## Your assignment:
Below are several entries. Transcribe exactly those lines that fall from the one with "target=chrome headlight surround" through the one with "target=spectator", end lines included.

[Records from a collection]
▬▬▬▬▬▬▬▬▬▬

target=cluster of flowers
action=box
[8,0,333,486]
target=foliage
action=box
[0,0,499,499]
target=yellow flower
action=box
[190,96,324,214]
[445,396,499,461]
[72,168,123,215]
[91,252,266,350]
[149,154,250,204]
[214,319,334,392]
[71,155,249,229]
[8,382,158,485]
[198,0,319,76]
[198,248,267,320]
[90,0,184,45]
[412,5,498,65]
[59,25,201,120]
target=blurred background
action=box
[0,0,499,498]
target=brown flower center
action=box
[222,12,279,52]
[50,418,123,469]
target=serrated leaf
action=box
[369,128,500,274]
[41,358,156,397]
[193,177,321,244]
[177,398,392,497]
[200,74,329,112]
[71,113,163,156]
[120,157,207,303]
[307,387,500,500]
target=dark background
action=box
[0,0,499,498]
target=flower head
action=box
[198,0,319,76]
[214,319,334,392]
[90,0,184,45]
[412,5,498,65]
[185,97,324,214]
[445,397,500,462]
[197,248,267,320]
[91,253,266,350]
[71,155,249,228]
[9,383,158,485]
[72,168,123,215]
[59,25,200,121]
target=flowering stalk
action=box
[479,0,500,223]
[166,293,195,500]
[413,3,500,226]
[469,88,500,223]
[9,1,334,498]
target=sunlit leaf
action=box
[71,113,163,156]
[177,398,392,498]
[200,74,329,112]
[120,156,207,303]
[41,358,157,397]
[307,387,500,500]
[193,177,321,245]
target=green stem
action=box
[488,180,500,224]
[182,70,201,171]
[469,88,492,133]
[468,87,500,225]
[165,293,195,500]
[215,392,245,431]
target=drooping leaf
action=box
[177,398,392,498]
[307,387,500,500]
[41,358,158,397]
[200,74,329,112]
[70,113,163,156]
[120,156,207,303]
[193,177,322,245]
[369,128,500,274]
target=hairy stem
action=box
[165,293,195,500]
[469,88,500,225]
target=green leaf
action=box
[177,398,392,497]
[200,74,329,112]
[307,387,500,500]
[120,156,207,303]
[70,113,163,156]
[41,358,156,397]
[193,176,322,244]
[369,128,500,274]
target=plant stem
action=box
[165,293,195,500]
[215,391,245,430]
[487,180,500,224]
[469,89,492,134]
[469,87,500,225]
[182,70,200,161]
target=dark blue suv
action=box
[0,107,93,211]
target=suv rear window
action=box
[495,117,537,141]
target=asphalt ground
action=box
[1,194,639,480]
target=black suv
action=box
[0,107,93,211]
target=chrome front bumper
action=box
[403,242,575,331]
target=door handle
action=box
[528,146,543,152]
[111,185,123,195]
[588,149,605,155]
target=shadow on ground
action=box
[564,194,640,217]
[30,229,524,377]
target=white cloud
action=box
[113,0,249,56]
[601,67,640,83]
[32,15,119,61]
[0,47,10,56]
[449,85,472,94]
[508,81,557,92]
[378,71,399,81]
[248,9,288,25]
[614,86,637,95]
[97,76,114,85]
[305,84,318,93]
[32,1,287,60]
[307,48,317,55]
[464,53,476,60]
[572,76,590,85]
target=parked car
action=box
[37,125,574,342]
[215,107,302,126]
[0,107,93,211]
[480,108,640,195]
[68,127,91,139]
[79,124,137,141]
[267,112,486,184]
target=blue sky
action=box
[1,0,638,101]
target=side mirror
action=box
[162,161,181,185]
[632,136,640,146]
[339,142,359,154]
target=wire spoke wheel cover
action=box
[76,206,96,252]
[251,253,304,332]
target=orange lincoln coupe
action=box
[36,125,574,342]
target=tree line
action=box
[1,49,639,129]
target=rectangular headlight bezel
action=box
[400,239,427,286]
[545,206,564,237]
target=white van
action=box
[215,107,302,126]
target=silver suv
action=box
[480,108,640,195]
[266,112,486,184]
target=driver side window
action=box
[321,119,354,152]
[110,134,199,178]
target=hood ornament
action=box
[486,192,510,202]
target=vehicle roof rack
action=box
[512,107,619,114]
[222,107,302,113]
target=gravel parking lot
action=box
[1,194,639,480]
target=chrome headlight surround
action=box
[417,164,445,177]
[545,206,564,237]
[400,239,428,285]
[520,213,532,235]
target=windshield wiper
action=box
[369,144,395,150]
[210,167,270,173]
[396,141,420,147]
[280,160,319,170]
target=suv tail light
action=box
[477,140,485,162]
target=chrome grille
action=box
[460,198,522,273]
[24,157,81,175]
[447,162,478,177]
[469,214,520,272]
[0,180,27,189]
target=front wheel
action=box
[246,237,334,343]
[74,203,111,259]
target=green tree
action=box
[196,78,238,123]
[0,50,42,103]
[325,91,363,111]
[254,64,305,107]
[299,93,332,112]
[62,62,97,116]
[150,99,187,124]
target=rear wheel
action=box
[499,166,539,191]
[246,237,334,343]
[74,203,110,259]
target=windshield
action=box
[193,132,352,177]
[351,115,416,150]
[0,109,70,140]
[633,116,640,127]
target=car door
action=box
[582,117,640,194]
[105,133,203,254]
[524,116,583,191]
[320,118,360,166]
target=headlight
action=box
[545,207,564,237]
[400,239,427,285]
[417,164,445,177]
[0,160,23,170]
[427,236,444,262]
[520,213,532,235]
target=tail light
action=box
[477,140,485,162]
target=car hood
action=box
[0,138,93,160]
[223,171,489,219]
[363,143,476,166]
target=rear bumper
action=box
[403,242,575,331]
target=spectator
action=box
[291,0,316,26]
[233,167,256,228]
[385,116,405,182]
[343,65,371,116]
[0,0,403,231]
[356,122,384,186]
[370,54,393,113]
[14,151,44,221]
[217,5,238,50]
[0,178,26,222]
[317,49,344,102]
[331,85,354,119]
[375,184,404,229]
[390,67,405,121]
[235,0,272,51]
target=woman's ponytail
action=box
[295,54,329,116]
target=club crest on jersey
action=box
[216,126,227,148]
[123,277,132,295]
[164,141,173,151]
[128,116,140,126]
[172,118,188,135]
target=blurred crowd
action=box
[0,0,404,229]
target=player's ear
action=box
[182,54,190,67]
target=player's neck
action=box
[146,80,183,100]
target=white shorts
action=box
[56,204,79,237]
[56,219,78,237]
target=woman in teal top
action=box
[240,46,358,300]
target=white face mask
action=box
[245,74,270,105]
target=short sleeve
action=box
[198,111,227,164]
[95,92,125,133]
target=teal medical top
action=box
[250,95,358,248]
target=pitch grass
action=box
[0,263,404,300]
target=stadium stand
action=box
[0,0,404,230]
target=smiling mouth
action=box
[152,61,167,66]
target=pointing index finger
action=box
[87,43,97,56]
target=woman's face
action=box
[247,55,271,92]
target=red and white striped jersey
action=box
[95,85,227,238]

▬▬▬▬▬▬▬▬▬▬

## Response for this exercise:
target=chrome headlight surround
action=box
[417,164,445,177]
[545,206,564,237]
[400,239,428,285]
[520,213,532,235]
target=windshield wiper
action=box
[369,144,395,150]
[210,167,270,173]
[396,141,420,147]
[280,160,319,170]
target=suv tail light
action=box
[477,140,485,162]
target=chrome grille
action=box
[460,198,522,273]
[24,157,81,175]
[447,162,478,177]
[469,214,520,272]
[0,180,27,189]
target=front wheel
action=box
[246,237,334,343]
[74,203,111,259]
target=green tree
action=box
[196,78,238,123]
[0,50,42,103]
[325,91,363,111]
[254,64,305,107]
[299,93,332,112]
[62,62,97,116]
[150,99,187,124]
target=rear wheel
action=box
[499,166,539,191]
[246,237,334,343]
[74,203,110,259]
target=windshield
action=box
[193,132,352,177]
[351,115,416,150]
[0,109,70,140]
[633,116,640,127]
target=car door
action=box
[582,117,640,194]
[105,133,203,254]
[524,116,583,191]
[320,118,360,166]
target=headlight
action=box
[545,207,564,237]
[400,239,427,285]
[417,164,445,177]
[0,160,23,170]
[427,236,444,262]
[520,213,532,235]
target=tail light
action=box
[477,140,485,162]
target=car hood
action=box
[0,138,93,160]
[223,171,489,219]
[363,143,476,166]
target=rear bumper
action=box
[403,242,575,331]
target=spectator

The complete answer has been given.